Exercises to complete
1. In the Newtown post, substitute "lost" for "departed" and give back the part that opens with the words containing "Charlotte Bacon, 6; Daniel" and closes with "it by heart.".
2. Rewrite the records from the line containing "of the cow's" through the end of the records as a Markdown table with the columns Row and Line, numbering each line and leaving out blank lines.

Reading passage

• • •

Both of us are only reluctantly starting to accept the notion that there may well never be a nice, neat, explanation with a timeline and expert testimony that explains the inexplicable. Leaving so many moms and dads and friends and relatives of the deceased (an abstraction of the first order) not to even start to think about the surviving school-children with holes in their hearts that will never heal.

Those murdered in the Sandy Hook Elementary School weren't 'victims,' they were people, mostly incredibly tiny and very young people. The Innocents included:

Charlotte Bacon, 6; Daniel Barden, 7; Rachel Davino, 29; Olivia Engel, 6; Josephine Gay, 7; Ana M. Marquez-Greene, 6; Dylan Hockley, 6; Dawn Hochsprung, 47; Madeleine F. Hsu, 6; Catherine V. Hubbard, 6; Chase Kowalski, 7; Jesse Lewis, 6; James Mattioli, 6; Grace McDonnell, 7; Anne Marie Murphy, 52; Emilie Parker, 6; Jack Pinto, 6; Noah Pozner, 6; Caroline Previdi, 6; Jessica Rekos, 6;
Avielle Richman, 6; Lauren Rousseau, 30; Mary Sherlach, 56; Victoria Soto, 27; Benjamin Wheeler, 6 and
Allison N. Wyatt, 6.

"This is a prayer for the souls of the departed" and sadly we should all know it by heart.
-bill kenny

Saturday, December 15, 2012

Time Can Bend You Down

The events yesterday in Newtown, Connecticut are yet another tragedy beyond my powers of speech and thought to fathom, much less comprehend. As a father of two adults who will always by my children (neither of whom are involved in yesterday's carnage and catastrophe) I very much admired the words of the Father-in-Chief yesterday when he spoke of the emotions every parent, everywhere, fears but feels at moments such as these. 

As a matter of full disclosure I should tell you that I know no one in Newtown, Connecticut, as I request of the larger-than life media personalities across my state and throughout my country that we hold all the arguments on every aspect of the gun and gun control issue until after the grieving moms and dads have had an opportunity to bury their children. 

Your position(s) on the topic doesn't upset me in any sense, nor should mine, but I worry about our timing. No one's dead baby (and every child no matter old or young child is someone's baby) should be wielded as a visual aid or to underscore someone else's talking point.

Our satellite TV news trucks have become clown cars and the sh*t seems to gush from them  as they careen around the next corner and lurch to a stop at the scene of the obscenity. Those high paid superstar anchors and anchorettes tuck and roll, hitting the news desk even before the van has come to a full stop and the technical director is fading up the opening music while simultaneously racking the closing credits. Cue the talent.

• • •

Supplied data

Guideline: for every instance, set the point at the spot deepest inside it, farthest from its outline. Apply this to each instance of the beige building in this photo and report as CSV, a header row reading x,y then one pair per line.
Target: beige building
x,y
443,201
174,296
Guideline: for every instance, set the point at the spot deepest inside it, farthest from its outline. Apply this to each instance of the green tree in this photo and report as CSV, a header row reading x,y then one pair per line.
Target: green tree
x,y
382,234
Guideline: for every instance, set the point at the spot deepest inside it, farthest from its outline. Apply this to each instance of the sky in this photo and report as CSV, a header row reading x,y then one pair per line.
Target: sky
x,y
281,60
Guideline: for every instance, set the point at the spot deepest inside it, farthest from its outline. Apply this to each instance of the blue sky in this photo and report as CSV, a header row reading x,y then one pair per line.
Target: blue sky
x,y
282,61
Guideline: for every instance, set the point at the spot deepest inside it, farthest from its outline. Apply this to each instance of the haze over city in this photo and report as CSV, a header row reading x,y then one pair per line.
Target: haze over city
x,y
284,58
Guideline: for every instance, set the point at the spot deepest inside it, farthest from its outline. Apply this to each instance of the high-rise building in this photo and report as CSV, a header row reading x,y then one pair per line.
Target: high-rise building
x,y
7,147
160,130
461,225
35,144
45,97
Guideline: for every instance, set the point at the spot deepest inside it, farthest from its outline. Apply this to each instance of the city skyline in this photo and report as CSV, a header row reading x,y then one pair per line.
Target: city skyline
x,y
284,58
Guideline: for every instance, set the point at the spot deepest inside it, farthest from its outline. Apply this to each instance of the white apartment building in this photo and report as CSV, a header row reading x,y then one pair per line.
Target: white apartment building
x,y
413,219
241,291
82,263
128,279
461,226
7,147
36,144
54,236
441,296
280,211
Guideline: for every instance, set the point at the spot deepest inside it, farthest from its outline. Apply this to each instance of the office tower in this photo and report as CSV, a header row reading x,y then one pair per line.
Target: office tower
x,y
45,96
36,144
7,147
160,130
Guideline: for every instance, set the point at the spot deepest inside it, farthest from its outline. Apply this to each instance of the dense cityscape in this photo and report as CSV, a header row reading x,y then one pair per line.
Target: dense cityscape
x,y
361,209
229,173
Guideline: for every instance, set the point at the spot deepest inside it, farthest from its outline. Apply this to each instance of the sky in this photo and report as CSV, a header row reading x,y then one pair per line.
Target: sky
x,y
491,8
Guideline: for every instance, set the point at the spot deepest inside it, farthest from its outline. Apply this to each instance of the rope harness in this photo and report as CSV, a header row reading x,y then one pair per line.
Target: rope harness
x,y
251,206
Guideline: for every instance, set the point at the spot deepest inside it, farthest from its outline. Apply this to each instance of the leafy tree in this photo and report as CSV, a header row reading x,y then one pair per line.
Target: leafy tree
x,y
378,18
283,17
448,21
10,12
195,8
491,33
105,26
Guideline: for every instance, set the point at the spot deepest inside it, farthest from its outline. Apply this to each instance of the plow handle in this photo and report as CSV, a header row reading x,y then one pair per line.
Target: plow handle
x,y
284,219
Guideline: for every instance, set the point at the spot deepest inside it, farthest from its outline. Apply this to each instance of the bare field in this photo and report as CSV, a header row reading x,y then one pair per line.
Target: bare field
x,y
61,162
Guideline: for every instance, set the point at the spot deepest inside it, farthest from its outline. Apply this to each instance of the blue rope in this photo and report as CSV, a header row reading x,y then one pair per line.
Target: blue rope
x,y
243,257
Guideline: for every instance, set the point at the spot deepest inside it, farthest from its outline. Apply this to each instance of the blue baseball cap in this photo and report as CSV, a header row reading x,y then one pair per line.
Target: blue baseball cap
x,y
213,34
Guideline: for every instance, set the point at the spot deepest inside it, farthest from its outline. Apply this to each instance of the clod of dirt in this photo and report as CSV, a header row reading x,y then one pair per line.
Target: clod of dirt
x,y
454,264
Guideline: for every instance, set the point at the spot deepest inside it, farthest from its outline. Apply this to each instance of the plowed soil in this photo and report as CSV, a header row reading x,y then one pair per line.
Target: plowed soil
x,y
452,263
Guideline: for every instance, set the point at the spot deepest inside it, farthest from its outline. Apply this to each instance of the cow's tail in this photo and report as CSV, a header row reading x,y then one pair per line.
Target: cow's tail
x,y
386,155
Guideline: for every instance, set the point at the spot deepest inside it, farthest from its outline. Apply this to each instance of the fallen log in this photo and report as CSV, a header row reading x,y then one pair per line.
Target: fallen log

• • •

Solutions to each task
1.
Charlotte Bacon, 6; Daniel Barden, 7; Rachel Davino, 29; Olivia Engel, 6; Josephine Gay, 7; Ana M. Marquez-Greene, 6; Dylan Hockley, 6; Dawn Hochsprung, 47; Madeleine F. Hsu, 6; Catherine V. Hubbard, 6; Chase Kowalski, 7; Jesse Lewis, 6; James Mattioli, 6; Grace McDonnell, 7; Anne Marie Murphy, 52; Emilie Parker, 6; Jack Pinto, 6; Noah Pozner, 6; Caroline Previdi, 6; Jessica Rekos, 6;
Avielle Richman, 6; Lauren Rousseau, 30; Mary Sherlach, 56; Victoria Soto, 27; Benjamin Wheeler, 6 and
Allison N. Wyatt, 6.

"This is a prayer for the souls of the lost" and sadly we should all know it by heart.

2.
| Row | Line |
|---|---|
| 1 | Guideline: for every instance, set the point at the spot deepest inside it, farthest from its outline. Apply this to each instance of the cow's tail in this photo and report as CSV, a header row reading x,y then one pair per line. |
| 2 | Target: cow's tail |
| 3 | x,y |
| 4 | 386,155 |
| 5 | Guideline: for every instance, set the point at the spot deepest inside it, farthest from its outline. Apply this to each instance of the fallen log in this photo and report as CSV, a header row reading x,y then one pair per line. |
| 6 | Target: fallen log |